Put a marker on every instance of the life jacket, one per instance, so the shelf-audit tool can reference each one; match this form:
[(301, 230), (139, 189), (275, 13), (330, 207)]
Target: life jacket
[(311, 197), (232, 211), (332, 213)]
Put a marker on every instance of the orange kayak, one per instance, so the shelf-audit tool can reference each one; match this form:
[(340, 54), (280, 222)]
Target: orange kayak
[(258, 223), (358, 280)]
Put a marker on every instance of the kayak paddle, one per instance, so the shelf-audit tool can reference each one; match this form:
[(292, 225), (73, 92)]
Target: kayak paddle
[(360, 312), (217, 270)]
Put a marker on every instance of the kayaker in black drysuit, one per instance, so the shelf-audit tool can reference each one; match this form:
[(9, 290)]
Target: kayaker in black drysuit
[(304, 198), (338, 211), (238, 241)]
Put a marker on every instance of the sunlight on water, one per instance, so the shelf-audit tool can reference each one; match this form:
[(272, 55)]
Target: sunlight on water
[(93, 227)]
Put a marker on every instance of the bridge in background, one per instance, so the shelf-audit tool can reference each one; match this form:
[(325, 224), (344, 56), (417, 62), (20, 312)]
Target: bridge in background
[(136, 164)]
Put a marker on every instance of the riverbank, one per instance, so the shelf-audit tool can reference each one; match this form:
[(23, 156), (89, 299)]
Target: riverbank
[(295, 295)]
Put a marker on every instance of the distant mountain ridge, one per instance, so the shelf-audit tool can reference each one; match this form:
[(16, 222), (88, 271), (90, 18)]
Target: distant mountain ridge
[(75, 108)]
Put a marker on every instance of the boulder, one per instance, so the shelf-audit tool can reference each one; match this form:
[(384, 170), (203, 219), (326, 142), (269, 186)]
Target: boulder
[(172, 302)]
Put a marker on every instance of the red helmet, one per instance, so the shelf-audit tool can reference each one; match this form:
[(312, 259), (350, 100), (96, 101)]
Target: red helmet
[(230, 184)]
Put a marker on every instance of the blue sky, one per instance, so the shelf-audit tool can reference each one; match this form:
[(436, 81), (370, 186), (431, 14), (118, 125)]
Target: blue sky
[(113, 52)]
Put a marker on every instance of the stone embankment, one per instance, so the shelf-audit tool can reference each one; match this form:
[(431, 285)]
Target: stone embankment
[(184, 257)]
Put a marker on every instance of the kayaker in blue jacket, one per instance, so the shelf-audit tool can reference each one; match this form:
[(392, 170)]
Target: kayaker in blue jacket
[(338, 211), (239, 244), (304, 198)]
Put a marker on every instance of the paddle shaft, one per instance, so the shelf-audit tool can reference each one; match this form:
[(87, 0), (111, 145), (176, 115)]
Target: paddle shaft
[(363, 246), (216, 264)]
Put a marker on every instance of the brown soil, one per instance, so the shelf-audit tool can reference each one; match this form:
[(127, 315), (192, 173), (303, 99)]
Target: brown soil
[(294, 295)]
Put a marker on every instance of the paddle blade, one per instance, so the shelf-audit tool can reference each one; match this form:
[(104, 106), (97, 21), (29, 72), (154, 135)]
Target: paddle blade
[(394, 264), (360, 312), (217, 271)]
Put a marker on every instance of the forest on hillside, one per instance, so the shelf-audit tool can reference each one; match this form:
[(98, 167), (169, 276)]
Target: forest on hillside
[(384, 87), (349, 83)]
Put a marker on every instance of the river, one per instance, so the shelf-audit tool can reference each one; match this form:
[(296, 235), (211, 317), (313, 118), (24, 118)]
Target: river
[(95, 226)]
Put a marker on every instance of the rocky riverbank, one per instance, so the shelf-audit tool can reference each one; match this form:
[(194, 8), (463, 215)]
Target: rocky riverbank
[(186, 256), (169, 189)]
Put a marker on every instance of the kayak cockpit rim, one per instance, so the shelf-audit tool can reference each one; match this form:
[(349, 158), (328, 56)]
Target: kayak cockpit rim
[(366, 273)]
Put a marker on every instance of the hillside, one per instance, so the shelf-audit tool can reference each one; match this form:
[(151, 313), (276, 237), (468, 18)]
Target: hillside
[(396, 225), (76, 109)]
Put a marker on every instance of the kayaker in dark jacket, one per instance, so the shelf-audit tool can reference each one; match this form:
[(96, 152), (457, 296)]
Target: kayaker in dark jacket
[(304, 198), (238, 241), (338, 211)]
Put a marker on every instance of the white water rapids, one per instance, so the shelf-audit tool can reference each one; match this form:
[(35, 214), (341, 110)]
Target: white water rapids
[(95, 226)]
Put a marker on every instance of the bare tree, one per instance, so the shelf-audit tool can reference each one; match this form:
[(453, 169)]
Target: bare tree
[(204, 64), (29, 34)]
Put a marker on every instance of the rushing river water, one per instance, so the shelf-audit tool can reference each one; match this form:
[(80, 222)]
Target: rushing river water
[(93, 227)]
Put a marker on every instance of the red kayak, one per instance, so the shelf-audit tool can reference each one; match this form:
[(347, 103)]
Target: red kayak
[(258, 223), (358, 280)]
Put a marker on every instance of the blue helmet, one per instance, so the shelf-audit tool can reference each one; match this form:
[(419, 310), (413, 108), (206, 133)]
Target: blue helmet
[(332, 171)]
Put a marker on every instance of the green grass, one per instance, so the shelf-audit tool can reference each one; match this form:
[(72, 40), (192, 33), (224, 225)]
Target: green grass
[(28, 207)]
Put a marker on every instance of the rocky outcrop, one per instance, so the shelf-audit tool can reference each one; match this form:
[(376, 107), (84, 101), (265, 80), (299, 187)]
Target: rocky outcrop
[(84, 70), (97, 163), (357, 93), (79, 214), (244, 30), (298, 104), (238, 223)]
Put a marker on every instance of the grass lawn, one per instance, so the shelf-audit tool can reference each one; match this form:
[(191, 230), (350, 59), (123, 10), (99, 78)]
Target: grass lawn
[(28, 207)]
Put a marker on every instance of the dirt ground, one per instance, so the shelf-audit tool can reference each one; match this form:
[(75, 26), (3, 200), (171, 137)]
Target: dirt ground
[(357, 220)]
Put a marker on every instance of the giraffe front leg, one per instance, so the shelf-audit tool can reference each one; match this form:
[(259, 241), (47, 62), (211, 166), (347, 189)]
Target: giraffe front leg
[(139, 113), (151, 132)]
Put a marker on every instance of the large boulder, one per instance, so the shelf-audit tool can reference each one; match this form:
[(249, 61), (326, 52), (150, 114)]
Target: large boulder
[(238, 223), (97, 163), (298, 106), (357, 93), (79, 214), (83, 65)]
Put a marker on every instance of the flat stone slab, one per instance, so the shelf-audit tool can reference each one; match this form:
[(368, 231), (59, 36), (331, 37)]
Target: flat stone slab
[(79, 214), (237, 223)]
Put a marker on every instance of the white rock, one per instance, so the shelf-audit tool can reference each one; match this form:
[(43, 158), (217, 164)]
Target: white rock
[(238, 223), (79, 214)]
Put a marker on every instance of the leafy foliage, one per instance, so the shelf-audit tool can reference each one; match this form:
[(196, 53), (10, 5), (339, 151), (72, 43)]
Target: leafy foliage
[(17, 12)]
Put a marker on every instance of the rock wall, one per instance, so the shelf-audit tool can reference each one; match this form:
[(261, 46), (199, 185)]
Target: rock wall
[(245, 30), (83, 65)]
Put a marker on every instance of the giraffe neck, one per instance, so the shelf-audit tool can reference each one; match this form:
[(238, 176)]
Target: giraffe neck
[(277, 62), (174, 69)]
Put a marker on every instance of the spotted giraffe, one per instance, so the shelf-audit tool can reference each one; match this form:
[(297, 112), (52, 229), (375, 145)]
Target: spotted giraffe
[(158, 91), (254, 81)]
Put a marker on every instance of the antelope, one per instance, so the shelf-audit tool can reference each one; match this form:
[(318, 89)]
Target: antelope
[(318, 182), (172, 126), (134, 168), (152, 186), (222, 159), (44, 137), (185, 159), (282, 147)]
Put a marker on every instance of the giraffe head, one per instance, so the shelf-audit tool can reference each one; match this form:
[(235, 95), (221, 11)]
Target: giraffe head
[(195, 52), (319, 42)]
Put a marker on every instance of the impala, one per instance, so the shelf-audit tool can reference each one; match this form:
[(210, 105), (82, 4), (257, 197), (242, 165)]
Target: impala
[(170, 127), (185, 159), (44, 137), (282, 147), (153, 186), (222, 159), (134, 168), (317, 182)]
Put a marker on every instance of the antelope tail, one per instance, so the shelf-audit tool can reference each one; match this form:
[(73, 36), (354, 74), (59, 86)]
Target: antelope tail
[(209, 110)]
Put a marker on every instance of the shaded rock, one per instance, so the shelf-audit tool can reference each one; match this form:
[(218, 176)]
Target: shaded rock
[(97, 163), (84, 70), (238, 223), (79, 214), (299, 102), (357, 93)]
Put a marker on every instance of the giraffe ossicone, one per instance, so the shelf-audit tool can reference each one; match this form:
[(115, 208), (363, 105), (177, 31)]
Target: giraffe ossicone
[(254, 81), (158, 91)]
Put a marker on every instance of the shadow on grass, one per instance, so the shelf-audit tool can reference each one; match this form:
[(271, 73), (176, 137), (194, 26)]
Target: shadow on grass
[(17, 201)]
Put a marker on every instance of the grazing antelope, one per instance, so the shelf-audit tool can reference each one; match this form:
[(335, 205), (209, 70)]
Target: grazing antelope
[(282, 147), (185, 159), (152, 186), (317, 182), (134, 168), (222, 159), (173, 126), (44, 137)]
┄┄┄┄┄┄
WHAT YOU SHOULD DO: In the material above, transcribe exactly the lines beginning at the one with "Target: giraffe ossicone" and ending at the one with "[(335, 205), (209, 70)]", both included.

REPLY TO THE TASK:
Target: giraffe ossicone
[(254, 81), (158, 91)]
Put a marker on every instance of the shadow on grass, one per instance, so the shelf-audit tool can reference each one; match this form:
[(271, 73), (176, 137), (194, 26)]
Target: shadow on grass
[(17, 201)]
Put a marker on every instance of the grazing antelope, one per instance, so the shelf-audit tool can reference each one; match this form:
[(335, 205), (209, 70)]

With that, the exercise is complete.